- **PROBLEM**
Render the listing below as a Markdown table with two columns, Row and Line, giving each line its own numbered row and skipping blank lines. Leave the pictures out of your answer.

### RECORD EXTRACTS ###

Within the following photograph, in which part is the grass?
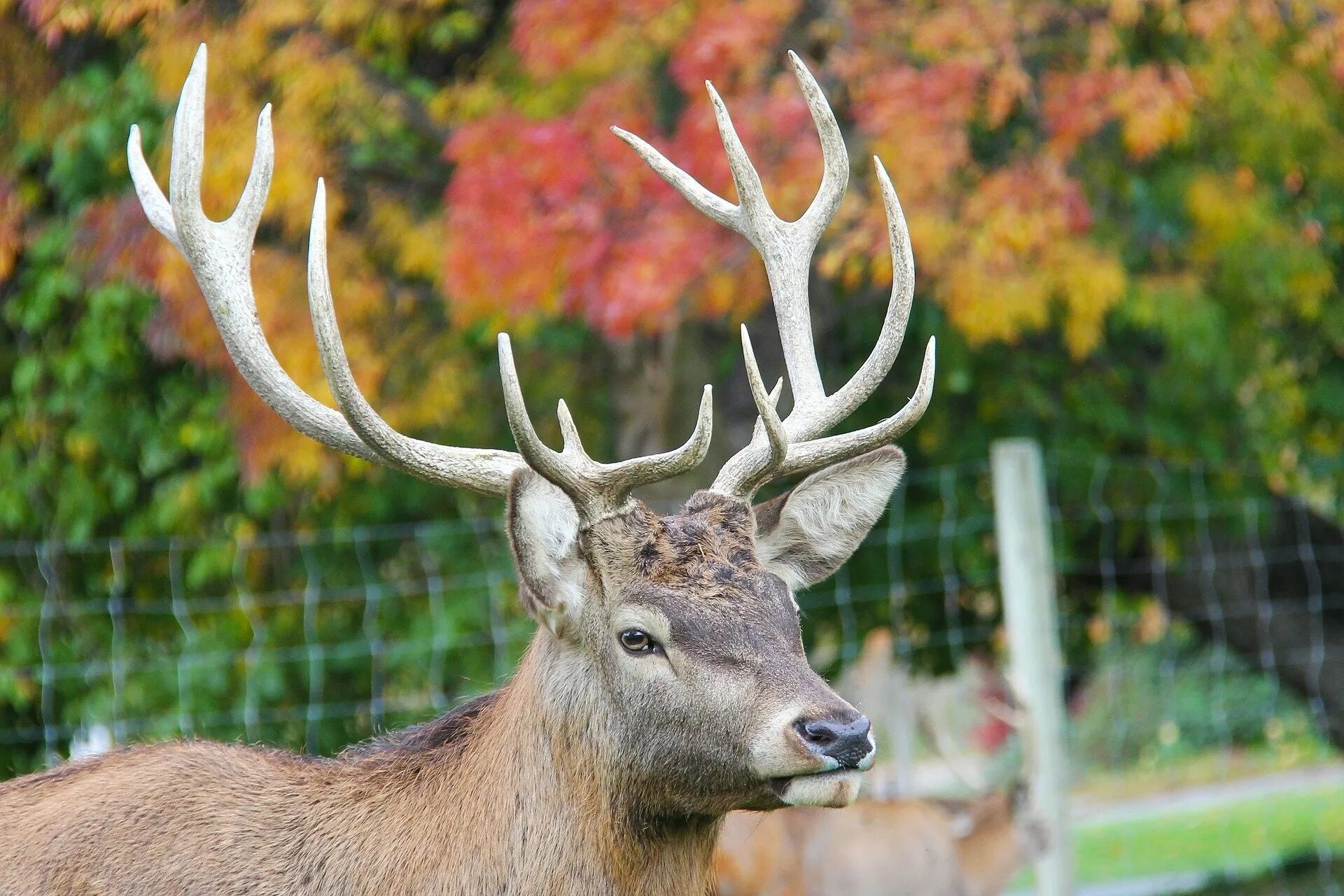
[1074,786,1344,883]
[1014,785,1344,893]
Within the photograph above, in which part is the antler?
[612,51,934,498]
[126,44,711,523]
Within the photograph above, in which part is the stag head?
[129,47,934,816]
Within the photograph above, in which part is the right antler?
[612,51,934,498]
[126,44,711,524]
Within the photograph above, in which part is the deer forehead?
[590,493,801,652]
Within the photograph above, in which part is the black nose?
[793,716,872,769]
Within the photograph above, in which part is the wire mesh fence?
[0,456,1344,896]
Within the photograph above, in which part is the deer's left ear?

###

- **SOLUTION FOR THIS EXERCISE**
| Row | Line |
|---|---|
| 1 | Within the following photograph, in which part is the grass? |
| 2 | [1074,786,1344,883] |
| 3 | [1014,785,1344,893] |
| 4 | Within the photograph above, in which part is the antler? |
| 5 | [612,51,934,498] |
| 6 | [126,44,711,523] |
| 7 | Within the photograph above, in which part is the stag head? |
| 8 | [129,47,934,816] |
| 9 | Within the photograph above, in which part is the right antler? |
| 10 | [612,51,934,498] |
| 11 | [126,44,711,524] |
| 12 | Within the photograph above, in which part is the deer forehead? |
| 13 | [590,493,801,652] |
| 14 | Within the photograph above, in which part is the black nose? |
| 15 | [793,716,872,769] |
| 16 | Within the photograph above, in which part is the wire mesh fence? |
| 17 | [0,456,1344,896] |
| 18 | Within the photograph above, in which part is the deer's left ear? |